Jusqu'où peut-on aller pour améliorer le système de santé? A-t-on le droit d'inquiéter inutilement des milliers de femmes traitées pour un cancer du sein? Le ministère de la Santé et la Fédération des médecins spécialistes doivent se poser la question. Car les résultats dévoilés hier le confirment: les problèmes des laboratoires de pathologie auraient pu se régler sans un tel drame.

L'étude exploratoire de l'association des pathologistes laissait craindre le pire. Certains labos québécois éprouveraient de graves problèmes de fiabilité, apprenait-on au printemps. Les tests refaits à Seattle viennent de dissiper ces craintes.

○ ○ ○

COMMENT PROCÉDER
D'après le texte à examiner, dans quelle ville les tests ont-ils été refaits ?

○ ○ ○

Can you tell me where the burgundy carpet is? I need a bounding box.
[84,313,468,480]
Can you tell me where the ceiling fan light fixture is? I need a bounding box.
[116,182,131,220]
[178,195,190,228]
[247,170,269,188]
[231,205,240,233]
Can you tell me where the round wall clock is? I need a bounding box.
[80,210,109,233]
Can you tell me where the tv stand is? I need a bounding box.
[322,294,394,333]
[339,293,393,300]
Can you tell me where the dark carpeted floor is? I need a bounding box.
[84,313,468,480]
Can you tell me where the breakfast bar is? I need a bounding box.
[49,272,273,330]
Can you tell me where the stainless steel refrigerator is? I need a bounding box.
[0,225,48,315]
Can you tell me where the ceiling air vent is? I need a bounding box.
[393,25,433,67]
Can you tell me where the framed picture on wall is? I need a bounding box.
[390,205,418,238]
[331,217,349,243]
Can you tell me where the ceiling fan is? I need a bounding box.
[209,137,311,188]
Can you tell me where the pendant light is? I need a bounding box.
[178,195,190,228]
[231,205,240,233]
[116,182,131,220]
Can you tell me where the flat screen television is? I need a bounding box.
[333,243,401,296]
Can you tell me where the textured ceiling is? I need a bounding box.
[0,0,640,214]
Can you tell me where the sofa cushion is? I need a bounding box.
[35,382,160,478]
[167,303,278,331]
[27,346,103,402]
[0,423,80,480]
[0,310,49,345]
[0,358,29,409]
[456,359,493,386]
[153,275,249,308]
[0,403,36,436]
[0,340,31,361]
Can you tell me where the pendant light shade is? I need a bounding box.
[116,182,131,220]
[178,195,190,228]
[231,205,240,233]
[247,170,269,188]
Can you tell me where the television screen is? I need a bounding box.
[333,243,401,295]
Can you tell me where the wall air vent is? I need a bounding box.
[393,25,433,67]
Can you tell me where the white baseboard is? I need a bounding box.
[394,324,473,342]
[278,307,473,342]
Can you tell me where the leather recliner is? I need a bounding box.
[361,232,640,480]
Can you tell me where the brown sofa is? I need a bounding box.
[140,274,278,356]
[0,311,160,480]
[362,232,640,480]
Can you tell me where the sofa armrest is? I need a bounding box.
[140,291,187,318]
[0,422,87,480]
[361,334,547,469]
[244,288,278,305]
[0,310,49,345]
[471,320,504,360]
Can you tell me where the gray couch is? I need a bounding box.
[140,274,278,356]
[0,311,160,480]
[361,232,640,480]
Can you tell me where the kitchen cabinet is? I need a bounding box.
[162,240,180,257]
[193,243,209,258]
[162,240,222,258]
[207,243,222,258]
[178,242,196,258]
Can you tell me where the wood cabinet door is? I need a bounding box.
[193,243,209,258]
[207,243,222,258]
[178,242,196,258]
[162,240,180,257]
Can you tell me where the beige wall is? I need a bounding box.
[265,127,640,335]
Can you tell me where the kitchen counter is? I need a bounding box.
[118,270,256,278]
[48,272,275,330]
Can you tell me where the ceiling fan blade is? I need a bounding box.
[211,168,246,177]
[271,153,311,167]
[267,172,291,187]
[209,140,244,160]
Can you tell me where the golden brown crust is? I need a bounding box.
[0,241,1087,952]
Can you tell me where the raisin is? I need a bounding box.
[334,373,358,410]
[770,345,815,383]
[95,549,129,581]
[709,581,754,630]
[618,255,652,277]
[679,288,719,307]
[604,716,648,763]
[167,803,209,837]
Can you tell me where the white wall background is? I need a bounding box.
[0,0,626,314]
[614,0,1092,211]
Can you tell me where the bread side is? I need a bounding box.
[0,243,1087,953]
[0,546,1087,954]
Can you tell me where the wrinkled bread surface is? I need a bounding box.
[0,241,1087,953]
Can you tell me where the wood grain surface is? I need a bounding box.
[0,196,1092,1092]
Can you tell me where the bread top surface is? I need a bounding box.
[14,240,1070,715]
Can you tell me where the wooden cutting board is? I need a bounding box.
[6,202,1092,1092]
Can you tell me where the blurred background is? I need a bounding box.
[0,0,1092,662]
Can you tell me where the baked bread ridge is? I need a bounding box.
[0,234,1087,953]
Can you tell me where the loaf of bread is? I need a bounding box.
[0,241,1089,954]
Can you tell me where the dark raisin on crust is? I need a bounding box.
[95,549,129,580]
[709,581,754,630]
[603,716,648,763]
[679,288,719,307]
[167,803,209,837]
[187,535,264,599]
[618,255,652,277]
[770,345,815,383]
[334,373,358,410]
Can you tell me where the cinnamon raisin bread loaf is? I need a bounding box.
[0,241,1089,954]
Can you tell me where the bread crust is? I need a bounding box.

○ ○ ○

RÉPONSE ATTENDUE
À Seattle.